--- Stated goal ---
Count the lines in the material below that contain the string "panel", matching case exactly, and give only that number.

--- Supplied entries ---
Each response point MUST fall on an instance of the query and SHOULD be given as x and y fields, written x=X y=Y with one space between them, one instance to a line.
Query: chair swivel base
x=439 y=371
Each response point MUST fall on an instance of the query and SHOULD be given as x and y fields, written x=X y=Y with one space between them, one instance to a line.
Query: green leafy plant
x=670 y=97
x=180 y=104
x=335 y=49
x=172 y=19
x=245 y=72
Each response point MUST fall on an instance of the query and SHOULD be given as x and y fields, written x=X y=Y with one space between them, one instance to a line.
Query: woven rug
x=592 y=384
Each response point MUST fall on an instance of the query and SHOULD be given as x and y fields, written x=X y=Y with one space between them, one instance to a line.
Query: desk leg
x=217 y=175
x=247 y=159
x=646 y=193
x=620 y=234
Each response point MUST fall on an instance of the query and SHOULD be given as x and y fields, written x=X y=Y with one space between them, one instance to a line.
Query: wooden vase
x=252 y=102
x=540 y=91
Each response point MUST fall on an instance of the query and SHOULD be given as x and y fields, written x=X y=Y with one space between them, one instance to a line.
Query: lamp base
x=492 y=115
...
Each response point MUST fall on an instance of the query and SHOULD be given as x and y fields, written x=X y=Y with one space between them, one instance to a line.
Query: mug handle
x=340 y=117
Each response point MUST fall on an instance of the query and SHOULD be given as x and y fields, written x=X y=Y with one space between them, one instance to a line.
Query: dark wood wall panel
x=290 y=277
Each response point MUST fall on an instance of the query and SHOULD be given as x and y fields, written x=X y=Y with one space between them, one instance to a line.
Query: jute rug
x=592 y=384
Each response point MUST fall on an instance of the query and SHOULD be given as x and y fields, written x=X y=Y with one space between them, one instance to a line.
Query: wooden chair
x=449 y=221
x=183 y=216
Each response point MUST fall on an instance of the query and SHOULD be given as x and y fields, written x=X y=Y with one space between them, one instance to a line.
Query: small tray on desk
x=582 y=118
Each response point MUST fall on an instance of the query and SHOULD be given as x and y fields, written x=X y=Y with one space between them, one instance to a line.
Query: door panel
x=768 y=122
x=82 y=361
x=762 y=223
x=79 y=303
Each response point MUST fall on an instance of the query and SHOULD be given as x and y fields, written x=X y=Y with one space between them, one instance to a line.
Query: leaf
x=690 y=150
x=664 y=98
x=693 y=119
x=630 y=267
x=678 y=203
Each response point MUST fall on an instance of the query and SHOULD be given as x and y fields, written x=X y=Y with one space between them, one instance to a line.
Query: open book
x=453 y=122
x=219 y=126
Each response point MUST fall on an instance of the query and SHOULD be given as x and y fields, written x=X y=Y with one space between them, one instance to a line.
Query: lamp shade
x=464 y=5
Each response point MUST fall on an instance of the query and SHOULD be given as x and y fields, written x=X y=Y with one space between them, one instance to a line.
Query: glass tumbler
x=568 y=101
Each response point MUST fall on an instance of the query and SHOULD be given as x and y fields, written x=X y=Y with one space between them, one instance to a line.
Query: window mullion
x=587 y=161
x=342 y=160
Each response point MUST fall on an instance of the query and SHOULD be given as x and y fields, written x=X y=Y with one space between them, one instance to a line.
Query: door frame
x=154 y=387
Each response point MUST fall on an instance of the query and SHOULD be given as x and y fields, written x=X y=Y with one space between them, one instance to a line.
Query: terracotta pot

--- Reply to the task ---
2